__PAGE EXTRACT__.
·····

24. Auditors Report:
There are no comments/ observations, reservations or adverse remarks in the Auditors Report and Secretarial Audit Report and hence no clarifications need to be given on the clean report.
25. Extract of the annual return:
Link of annual report as per the Companies Amendment Act, 2017 is as below; https://www.gsfclimited.com/companys-act-listing-agreement
26. Human Resources:
Your Directors are happy to acknowledge that the well positioned human resource of the Company have been key drivers in implementing ideas, polices, cultural and behavioral aspects of the organization and ultimately with their outstanding performance has helped the Company to realize its objectives. Your Directors are happy to place on record their appreciation for highly potential, consistent and ethical employees for their remarkable contribution to the Company.

·····

__TASK LIST__.
**A.** Answer these questions using the directors' report extract.
(i) Which two reports does the directors' report extract say contain no comments, reservations or adverse remarks?
(ii) Which act is cited with the link to the annual report?
(iii) What web address does the directors' report extract give for that link?
**B.** Continue the directors' report extract after its Human Resources section.

__INFORMATION__.
·····

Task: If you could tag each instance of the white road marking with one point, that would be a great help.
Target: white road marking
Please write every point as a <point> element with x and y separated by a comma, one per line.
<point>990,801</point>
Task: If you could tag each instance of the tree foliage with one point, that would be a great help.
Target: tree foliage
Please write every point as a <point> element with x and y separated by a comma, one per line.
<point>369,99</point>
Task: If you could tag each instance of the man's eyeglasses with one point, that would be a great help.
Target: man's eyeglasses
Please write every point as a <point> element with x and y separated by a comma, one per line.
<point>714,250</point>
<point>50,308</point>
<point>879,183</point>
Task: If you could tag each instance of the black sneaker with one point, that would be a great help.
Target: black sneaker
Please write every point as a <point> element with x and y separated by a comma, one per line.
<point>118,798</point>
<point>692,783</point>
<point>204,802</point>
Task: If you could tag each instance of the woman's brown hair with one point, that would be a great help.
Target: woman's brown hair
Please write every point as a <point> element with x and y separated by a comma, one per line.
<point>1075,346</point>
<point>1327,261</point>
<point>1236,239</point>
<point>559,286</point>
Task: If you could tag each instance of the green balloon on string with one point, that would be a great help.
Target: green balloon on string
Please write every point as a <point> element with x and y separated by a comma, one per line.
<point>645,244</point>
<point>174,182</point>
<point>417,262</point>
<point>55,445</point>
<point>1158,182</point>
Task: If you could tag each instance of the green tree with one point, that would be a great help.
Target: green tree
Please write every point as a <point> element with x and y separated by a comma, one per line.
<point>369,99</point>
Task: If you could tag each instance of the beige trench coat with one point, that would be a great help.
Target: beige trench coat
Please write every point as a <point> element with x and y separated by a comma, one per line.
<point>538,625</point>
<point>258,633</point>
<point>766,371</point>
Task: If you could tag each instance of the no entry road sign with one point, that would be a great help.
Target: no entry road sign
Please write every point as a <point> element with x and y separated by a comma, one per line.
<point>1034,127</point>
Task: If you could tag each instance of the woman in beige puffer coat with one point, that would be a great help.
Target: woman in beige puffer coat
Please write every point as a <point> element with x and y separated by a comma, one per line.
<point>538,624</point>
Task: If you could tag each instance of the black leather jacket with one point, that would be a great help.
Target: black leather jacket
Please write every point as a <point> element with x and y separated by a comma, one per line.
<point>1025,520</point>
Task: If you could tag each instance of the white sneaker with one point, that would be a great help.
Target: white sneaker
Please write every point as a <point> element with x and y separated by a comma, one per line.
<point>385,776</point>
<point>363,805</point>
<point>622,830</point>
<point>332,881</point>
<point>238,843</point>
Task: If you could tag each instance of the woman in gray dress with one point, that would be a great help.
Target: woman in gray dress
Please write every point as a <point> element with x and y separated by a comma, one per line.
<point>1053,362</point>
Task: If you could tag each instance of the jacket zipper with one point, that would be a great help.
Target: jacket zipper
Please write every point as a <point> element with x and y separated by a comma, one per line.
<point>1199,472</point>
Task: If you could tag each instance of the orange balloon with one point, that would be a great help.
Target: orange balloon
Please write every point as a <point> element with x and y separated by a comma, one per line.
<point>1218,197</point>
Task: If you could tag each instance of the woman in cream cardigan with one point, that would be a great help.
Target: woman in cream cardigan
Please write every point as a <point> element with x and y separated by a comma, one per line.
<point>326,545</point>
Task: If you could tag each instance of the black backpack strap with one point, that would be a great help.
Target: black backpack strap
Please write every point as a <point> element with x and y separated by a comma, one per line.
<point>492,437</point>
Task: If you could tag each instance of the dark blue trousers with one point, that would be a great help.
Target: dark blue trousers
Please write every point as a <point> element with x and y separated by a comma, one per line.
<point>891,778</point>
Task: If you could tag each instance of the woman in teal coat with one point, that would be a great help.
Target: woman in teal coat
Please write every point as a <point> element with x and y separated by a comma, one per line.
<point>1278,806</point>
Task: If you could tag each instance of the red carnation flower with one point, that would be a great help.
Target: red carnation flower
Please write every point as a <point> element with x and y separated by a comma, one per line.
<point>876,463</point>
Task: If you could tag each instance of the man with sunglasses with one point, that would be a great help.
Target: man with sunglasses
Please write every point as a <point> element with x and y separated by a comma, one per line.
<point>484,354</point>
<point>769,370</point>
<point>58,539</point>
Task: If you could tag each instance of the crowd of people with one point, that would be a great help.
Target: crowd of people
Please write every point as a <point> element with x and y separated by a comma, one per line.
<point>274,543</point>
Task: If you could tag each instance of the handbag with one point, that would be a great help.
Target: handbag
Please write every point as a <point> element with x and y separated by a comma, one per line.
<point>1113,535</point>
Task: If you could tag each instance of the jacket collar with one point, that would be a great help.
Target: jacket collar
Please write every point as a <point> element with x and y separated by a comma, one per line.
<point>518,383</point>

·····

__ANSWERS TO THIS EXERCISE__.
**A.**
(i) The Auditors Report and the Secretarial Audit Report.
(ii) The Companies Amendment Act, 2017.
(iii) https://www.gsfclimited.com/companys-act-listing-agreement

**B.**
Industrial Relations have remained cordial during the period under report.
Your Directors place on record their appreciation for the overwhelming co-operation and assistance received from the Government of Gujarat, Government of India, Bank of Baroda and other Banks and agencies. Your Directors also wish to express their gratitude to the investors for their continued support and faith reposed in the Company.